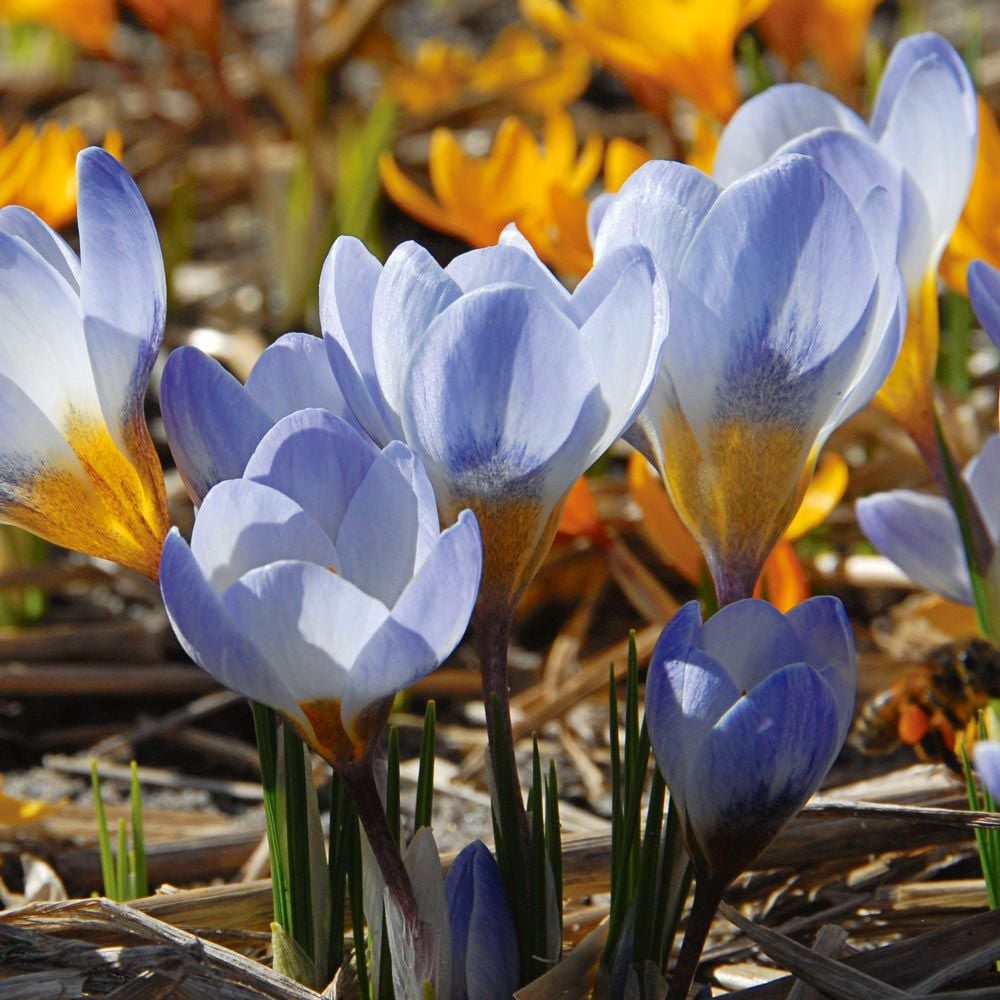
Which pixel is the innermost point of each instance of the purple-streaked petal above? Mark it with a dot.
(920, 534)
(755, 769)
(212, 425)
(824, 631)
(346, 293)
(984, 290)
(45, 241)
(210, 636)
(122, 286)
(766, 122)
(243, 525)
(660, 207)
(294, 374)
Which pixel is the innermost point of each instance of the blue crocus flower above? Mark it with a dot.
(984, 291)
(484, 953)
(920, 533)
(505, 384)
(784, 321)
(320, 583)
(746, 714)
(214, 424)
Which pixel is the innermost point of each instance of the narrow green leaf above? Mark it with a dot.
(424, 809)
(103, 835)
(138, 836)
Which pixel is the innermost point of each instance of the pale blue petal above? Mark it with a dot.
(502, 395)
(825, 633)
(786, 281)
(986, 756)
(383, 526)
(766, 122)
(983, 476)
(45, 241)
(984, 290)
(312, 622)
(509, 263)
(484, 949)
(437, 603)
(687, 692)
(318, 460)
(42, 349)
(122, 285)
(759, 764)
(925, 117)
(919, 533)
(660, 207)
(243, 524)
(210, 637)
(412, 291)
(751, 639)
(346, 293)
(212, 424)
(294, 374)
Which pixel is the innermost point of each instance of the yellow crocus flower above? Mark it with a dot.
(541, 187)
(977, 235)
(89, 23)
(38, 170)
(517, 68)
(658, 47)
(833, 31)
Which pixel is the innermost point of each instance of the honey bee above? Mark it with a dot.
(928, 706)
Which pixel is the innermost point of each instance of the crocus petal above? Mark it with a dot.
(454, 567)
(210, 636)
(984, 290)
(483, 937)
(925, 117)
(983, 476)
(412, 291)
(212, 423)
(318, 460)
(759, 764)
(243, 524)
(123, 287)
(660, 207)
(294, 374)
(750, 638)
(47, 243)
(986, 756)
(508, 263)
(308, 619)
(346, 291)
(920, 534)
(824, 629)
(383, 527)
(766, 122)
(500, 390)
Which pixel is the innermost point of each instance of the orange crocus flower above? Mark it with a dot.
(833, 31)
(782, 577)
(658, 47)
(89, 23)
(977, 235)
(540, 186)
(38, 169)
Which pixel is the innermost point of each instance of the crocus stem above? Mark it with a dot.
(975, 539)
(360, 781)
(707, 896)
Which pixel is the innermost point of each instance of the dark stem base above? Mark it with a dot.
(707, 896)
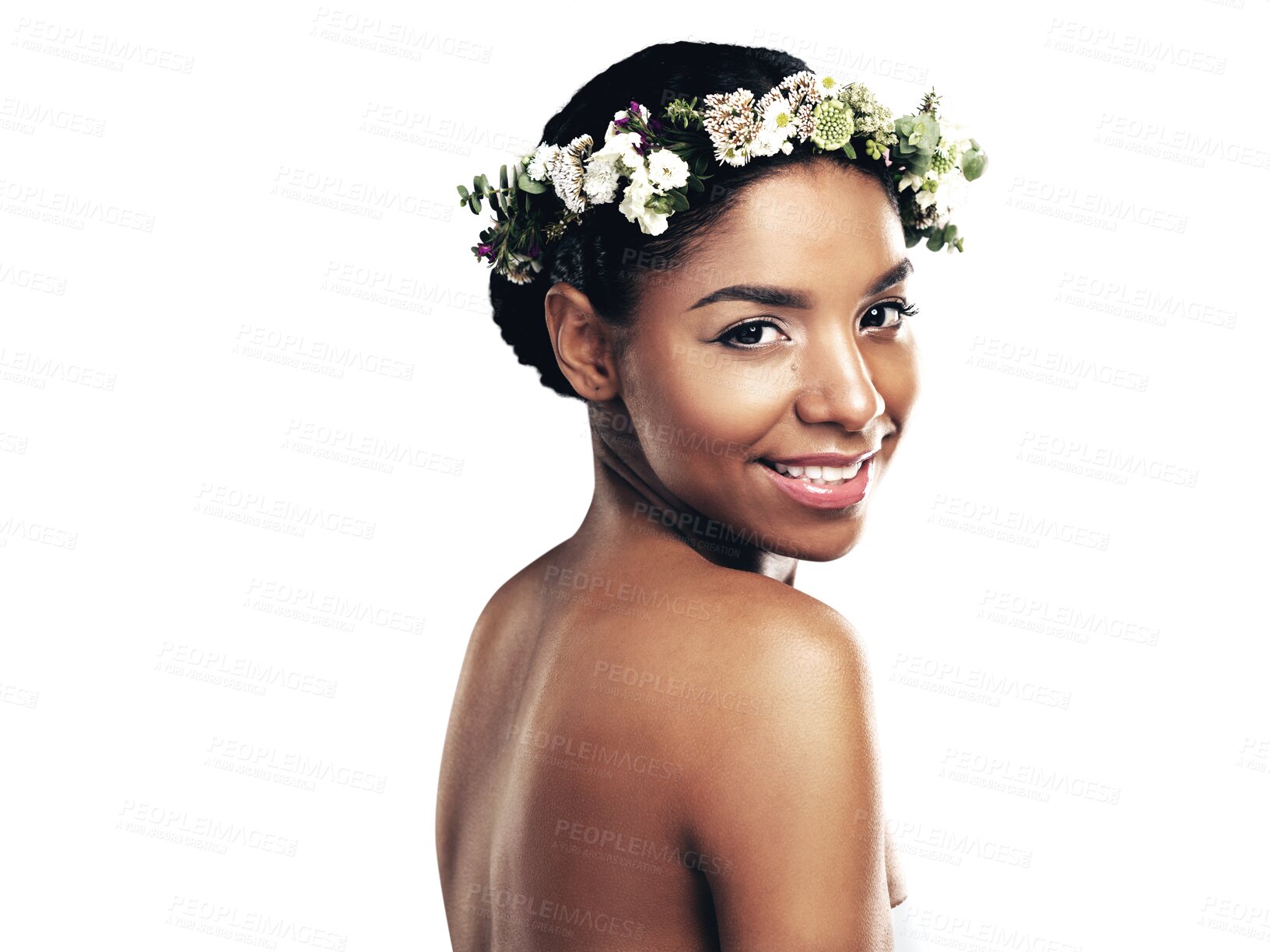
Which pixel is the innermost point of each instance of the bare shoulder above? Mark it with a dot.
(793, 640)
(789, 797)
--
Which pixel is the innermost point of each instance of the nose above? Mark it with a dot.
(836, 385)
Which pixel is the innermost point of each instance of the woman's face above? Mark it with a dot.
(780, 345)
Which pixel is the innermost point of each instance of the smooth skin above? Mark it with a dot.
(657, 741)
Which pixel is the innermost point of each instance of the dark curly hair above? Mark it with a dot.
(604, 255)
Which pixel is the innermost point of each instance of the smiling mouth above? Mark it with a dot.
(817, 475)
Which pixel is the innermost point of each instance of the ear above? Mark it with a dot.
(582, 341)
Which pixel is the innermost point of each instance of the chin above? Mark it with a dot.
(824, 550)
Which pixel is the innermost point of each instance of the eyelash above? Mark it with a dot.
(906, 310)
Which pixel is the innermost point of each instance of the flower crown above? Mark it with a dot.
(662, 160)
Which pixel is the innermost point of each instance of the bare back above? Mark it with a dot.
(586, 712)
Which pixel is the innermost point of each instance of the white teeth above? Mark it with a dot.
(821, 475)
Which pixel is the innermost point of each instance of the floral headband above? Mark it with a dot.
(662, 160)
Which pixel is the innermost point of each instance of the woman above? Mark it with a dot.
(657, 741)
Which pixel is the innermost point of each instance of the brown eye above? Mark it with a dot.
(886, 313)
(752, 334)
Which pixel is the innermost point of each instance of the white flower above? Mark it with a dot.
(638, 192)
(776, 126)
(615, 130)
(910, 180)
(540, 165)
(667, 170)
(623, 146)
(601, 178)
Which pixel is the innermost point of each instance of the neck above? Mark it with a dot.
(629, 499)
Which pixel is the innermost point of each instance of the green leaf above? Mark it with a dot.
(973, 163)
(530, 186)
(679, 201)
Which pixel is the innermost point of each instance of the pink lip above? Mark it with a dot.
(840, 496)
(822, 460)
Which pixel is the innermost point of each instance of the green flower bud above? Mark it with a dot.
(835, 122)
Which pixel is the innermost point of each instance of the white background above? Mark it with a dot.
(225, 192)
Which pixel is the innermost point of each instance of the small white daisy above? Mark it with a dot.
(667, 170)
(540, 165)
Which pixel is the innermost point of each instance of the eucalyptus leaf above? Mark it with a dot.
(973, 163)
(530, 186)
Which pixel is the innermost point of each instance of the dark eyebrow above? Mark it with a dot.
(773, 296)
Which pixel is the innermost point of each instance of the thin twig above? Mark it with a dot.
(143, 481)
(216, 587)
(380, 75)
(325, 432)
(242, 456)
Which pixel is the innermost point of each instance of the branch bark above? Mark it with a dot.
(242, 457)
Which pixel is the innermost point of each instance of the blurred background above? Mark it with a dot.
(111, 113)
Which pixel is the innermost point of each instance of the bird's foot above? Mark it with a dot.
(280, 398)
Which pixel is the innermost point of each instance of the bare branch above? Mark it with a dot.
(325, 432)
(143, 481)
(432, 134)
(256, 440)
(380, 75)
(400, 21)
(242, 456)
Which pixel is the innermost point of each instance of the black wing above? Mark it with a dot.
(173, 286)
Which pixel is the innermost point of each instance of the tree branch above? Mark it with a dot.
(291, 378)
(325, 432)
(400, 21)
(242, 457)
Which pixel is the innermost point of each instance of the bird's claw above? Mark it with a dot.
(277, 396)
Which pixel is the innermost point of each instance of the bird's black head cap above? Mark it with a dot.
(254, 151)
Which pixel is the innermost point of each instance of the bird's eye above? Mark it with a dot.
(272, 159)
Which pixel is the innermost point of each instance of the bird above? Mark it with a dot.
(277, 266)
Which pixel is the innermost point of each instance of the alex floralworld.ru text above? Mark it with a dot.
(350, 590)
--
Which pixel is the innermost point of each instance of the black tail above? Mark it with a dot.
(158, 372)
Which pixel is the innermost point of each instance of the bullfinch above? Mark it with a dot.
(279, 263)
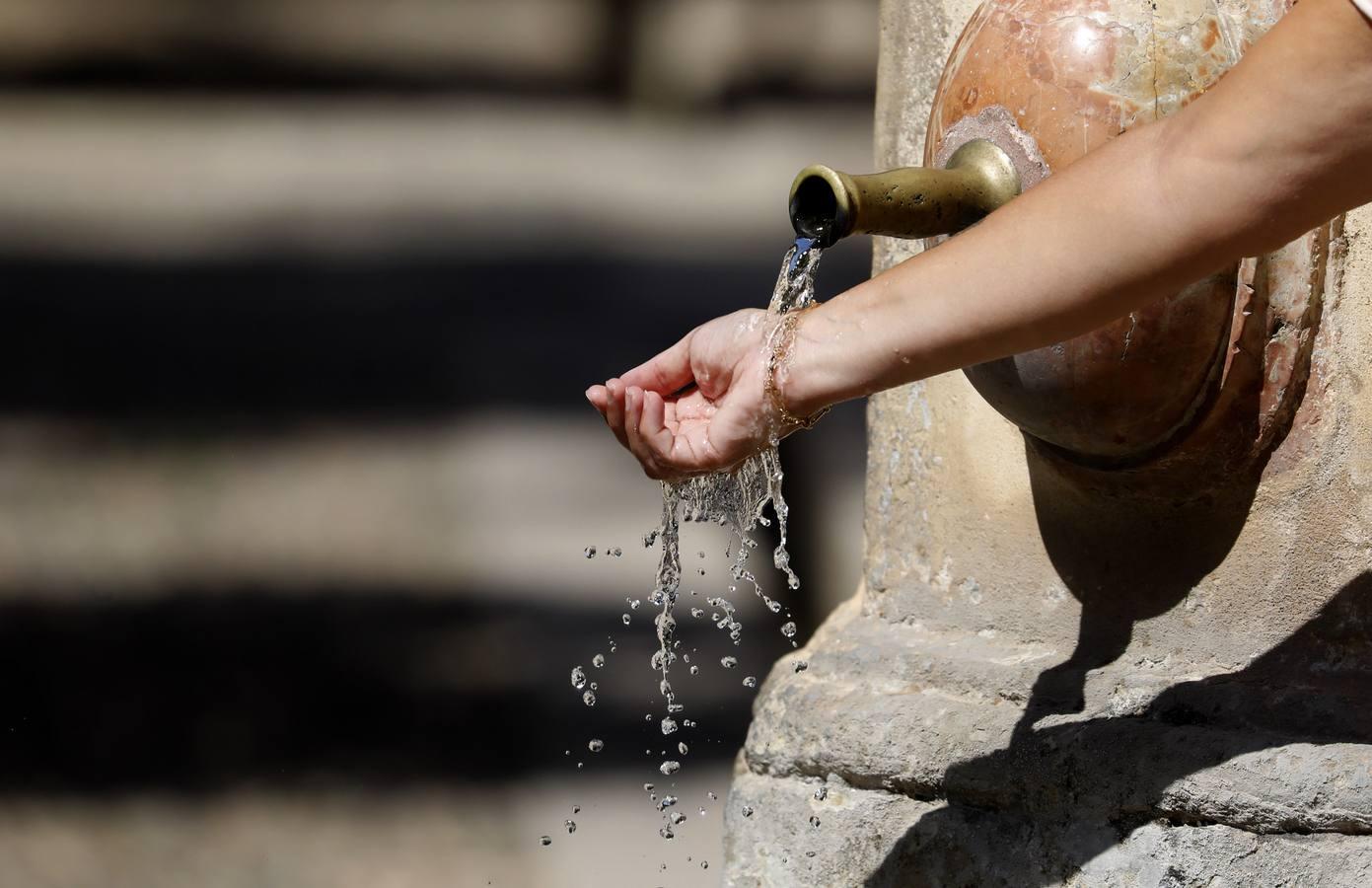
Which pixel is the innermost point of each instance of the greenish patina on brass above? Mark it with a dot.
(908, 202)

**WHAT THE TASK REQUIRES**. Which lines of the listing above contain the string "dark"? Copy each of them in full.

**FULL SOLUTION**.
Which pixel is the innermost point of each instance of the dark stem base above? Mark it with a dot.
Which pixel is the innermost point of each instance of the dark curly hair above? Mark it with a dot.
Which pixel is the innermost point of each instance of the dark eyebrow above? Mark it with a dot.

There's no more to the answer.